— BEREITGESTELLTER TEXT —
####
Eine drastische und fortschreitende Einschränkung des Sehens verunsichert Heide H. in vielen Bereichen des Lebens. Aber sie gibt nicht auf und entdeckt sogar positive Aspekte der reduzierten Sicherheit.
"Sie haben Makula-Degeneration. Die gibt es in zwei Versionen, die feuchte und die trockene. Sie haben die feuchte, die aggressivere Form", sagte die Augenärztin. "Es ist behandelbar, aber nicht heilbar. Sie werden Spritzen in den Augapfel bekommen."
Das war vor zwölf Jahren. Seither habe ich vieles lassen müssen, was ich für unverzichtbar hielt: Autofahren, Malen, Lesen, Bücher ...
####
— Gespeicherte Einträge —

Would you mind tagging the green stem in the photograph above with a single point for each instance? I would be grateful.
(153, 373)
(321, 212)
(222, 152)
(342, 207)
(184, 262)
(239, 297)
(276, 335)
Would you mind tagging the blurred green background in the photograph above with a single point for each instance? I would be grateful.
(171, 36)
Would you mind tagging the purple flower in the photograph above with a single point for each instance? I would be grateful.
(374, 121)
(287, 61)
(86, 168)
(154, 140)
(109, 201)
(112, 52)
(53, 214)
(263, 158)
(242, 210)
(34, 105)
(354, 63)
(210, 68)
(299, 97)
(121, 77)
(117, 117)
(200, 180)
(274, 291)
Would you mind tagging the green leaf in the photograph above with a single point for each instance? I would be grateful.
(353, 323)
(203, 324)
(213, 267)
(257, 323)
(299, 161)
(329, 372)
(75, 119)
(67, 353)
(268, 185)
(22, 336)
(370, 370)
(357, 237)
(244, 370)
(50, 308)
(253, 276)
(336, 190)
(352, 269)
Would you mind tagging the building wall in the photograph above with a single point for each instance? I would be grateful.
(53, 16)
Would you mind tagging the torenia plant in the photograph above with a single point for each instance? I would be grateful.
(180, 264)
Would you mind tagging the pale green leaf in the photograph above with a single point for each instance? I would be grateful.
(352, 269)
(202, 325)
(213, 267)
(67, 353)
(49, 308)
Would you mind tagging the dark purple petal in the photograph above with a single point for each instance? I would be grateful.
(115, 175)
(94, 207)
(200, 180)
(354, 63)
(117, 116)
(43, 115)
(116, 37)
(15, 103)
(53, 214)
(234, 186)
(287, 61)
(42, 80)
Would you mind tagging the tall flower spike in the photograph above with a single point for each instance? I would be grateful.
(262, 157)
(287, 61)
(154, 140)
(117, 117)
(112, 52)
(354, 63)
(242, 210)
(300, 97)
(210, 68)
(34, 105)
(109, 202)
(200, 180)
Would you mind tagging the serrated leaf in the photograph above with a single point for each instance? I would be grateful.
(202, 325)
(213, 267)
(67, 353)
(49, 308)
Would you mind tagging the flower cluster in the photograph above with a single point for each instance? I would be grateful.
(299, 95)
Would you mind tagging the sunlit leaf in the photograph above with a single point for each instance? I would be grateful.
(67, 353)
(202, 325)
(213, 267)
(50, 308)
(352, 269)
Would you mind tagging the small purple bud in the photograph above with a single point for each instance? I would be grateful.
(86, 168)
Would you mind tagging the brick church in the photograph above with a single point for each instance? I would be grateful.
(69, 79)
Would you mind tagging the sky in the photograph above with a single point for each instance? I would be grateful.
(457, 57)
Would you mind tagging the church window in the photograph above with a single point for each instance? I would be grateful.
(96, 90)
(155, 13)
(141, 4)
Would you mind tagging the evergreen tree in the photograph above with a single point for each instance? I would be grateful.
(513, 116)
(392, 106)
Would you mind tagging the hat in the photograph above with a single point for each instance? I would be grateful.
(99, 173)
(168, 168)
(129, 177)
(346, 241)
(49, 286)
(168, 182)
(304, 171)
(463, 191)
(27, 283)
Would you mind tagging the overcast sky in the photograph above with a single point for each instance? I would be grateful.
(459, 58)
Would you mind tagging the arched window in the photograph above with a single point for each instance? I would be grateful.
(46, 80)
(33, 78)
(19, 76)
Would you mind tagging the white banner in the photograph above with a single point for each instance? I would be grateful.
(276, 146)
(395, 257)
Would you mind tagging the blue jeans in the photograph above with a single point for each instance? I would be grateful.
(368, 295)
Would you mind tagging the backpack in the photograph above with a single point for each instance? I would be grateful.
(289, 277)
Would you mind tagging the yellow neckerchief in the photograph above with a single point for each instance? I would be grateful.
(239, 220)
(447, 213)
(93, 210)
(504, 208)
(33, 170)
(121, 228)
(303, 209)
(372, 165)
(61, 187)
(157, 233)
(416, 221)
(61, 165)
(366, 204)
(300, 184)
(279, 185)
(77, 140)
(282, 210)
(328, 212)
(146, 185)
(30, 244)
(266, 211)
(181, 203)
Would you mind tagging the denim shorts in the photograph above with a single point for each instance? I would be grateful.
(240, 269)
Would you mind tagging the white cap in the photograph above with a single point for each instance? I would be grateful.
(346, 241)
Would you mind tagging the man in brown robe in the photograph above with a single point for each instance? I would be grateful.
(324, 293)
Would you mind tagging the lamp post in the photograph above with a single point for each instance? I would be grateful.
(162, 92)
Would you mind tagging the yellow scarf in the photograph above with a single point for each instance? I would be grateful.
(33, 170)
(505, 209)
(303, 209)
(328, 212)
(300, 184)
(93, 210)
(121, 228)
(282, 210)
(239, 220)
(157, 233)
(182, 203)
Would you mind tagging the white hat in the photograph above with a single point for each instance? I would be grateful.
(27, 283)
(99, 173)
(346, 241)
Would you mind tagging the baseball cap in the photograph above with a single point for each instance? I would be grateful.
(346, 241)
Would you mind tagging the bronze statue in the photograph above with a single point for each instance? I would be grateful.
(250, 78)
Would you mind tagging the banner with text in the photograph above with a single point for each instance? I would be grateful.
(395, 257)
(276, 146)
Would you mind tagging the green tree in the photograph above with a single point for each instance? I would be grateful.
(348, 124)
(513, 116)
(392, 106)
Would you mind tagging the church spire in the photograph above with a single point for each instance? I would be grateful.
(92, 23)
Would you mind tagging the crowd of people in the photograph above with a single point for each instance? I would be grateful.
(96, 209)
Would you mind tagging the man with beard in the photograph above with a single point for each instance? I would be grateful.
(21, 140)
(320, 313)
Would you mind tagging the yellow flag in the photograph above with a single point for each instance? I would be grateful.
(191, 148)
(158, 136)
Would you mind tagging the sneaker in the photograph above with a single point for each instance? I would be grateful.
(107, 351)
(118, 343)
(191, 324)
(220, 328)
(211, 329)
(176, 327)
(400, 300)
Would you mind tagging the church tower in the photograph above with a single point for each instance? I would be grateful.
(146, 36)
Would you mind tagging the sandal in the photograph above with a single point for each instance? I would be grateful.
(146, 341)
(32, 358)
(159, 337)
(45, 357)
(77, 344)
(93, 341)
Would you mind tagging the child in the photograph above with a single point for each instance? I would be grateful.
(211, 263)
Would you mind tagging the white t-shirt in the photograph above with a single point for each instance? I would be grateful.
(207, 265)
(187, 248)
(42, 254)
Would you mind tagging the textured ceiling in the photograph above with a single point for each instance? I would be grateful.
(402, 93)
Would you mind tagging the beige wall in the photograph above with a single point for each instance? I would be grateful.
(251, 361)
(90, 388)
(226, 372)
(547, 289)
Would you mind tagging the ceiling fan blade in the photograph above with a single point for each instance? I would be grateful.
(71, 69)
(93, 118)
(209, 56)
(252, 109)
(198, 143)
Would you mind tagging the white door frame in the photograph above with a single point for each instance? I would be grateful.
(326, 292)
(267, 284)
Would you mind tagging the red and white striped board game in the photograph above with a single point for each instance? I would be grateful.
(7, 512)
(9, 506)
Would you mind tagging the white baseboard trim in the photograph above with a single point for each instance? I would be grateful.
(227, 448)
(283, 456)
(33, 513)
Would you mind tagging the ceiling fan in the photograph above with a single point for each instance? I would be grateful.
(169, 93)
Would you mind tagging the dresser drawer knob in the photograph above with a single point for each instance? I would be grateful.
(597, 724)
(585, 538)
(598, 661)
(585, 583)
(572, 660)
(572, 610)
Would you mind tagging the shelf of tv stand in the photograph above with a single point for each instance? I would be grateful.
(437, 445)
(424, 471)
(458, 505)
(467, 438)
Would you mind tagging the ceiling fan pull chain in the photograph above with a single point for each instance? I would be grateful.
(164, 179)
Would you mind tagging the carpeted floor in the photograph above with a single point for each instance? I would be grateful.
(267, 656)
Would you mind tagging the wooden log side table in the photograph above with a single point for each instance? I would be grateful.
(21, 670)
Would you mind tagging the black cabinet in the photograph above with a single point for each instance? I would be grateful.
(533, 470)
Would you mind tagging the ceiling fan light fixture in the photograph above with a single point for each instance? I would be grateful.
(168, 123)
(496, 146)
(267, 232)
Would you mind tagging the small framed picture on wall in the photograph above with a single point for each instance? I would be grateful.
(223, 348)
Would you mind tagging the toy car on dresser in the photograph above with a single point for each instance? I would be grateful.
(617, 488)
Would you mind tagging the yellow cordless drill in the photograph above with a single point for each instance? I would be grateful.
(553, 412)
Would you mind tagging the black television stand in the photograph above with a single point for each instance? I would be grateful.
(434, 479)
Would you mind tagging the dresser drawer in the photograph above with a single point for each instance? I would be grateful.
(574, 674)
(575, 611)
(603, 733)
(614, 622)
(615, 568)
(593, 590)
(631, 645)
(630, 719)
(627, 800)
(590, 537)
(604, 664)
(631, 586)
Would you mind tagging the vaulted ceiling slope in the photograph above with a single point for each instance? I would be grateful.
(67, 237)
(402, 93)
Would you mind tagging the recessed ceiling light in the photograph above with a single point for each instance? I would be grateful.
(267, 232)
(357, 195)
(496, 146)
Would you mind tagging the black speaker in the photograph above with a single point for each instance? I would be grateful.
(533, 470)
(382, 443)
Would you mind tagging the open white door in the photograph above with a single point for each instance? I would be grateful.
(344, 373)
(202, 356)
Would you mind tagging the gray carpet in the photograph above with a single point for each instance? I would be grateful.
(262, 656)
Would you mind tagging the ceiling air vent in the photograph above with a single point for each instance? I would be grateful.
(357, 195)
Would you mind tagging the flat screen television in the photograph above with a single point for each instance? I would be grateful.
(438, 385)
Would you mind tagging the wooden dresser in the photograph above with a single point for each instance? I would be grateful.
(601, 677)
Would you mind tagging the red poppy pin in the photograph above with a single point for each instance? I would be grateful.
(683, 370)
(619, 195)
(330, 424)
####
— AUFGABE A —
Welche Form der Makula-Degeneration hat die Augenärztin laut dem Text über die Makula-Degeneration festgestellt?
— AUFGABE B —
Gib aus dem Text über die Makula-Degeneration alles von „Eine drastische und“ bis hinunter zu „der reduzierten Sicherheit.“ wortgetreu wieder.

— AUFGABENERGEBNIS A —
Die feuchte, die aggressivere Form.

— AUFGABENERGEBNIS B —
Eine drastische und fortschreitende Einschränkung des Sehens verunsichert Heide H. in vielen Bereichen des Lebens. Aber sie gibt nicht auf und entdeckt sogar positive Aspekte der reduzierten Sicherheit.